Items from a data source
● ● ● ● ● ● ●

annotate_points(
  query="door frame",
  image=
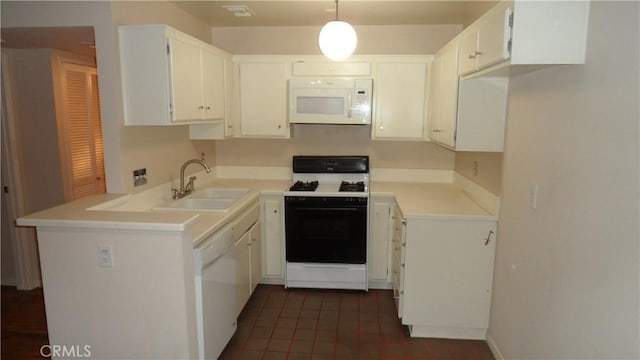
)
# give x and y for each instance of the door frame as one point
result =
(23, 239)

● ● ● ● ● ● ●

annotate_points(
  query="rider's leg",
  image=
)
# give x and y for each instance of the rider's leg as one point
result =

● ● ● ● ● ● ●

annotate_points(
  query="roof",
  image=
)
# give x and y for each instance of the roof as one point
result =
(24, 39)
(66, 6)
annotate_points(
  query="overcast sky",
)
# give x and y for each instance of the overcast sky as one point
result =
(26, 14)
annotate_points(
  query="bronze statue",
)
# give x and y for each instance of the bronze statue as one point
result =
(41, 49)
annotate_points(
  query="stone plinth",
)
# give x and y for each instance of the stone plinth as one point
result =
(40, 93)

● ● ● ● ● ● ●

■ WHAT YOU ARE ASKED TO DO:
Take every line above that includes "frame" and list it.

■ ANSWER FOR THE TASK:
  query="door frame",
# give x and y for each instance of the door frame as one point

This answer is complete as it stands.